И я пошла навещать одного своего знакомого и увидела там, в больнице сидели две тетки деревенские, которых я очень люблю, эти старые женщины возле реанимации и обе голосили. У одной сын – демонстрант, а у другой – милиционер. И вдруг я посмотрела эту беду, когда выносится она уже в дом, в семью, и увидела, что на уровне народного бытия нет ненависти друг к другу. Эти женщины плакали, обнимали друг друга. И это на меня очень подействовало.
И я уехала, потому что я не хотела быть баррикадным таким писателем, как Прилепин сейчас или Шаргунов, и радоваться чьей-то крови или говорить: «Дойдем до Киева!» или до Кремля. Мне казалось, что это не дело писателей. Я хотела увидеть нормальный мир, как люди живут в нормальном мире и как они смотрят на жизнь, на друг друга. А на баррикаде ты видишь только мишень: свои – чужие. Писатель не должен так видеть.
С.Крючков― Но контакта со своей землей вы не оставляли.
С.Алексиевич― Никогда, никогда.
А.Ежов― И, тем не менее, вашим первым пунктом назначения после того, как вы решили уехать, какая страна стала?
С.Алексиевич― Италия. Очень красивая страна. Есть такая как бы помощь писательская во всем мира. Они помогают писатели друг другу. И это предложил мне этот комитет помощи. Они предложили мне сначала Италию, потом я жила во Франции, потом еще жила в Германии и в Швеции.
А.Ежов― И где, не знаю… может быть, вам комфортнее было?
С.Крючков― Оправдала Европа сегодня?
С.Алексиевич― Да. Европа очень красивый институт жизни, очень красивый механизм жизни и очень достойный механизм жизни. Там, конечно, всё несовершенно — демократия там не совершенна, но они дальше прошли по пути свободы, чем мы. Вот мы привыкли, что мы такие духовные, что мы так всё читаем, что мы всё понимаем. И вдруг впервые, когда я приехала туда – я ведь тоже освобождалась постепенно – я увидела, что это люди более ответственно относятся к жизни, более духовные. Я видела лица людей, которые на концерте… Я поняла, что это всё наши суеверия, наши глупости. Мы, конечно же, Европа, может быть, немножко другая Европа, но наш путь — туда.
С.Алексиевич: Я уехала, потому что не хотела быть баррикадным писателем, как Прилепин, и радоваться чьей-то кровиQТвитнуть
С.Крючков― В одном из ваших интервью встречал выпады против левой идеи, против социализма в целом. В другом – вы очень позитивно отзывались о, допустим, шведской политической модели, социальном устройстве той же Германии. Эта линия водораздела между социальным государством и идеями, уходящими корнями в Маркса, к тому же Ленину, она где для вас проходит?

**Записи набора данных**

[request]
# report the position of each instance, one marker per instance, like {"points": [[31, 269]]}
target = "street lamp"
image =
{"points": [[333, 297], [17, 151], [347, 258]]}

**Цель задания**
Воспроизведите без изменений часть отрывка интервью, начиная со слов «С.Алексиевич― Италия. Очень» и далее вплоть до слов «Оправдала Европа сегодня?». Опирайтесь только на отрывок интервью.

**Решение задания**
С.Алексиевич― Италия. Очень красивая страна. Есть такая как бы помощь писательская во всем мира. Они помогают писатели друг другу. И это предложил мне этот комитет помощи. Они предложили мне сначала Италию, потом я жила во Франции, потом еще жила в Германии и в Швеции.
А.Ежов― И где, не знаю… может быть, вам комфортнее было?
С.Крючков― Оправдала Европа сегодня?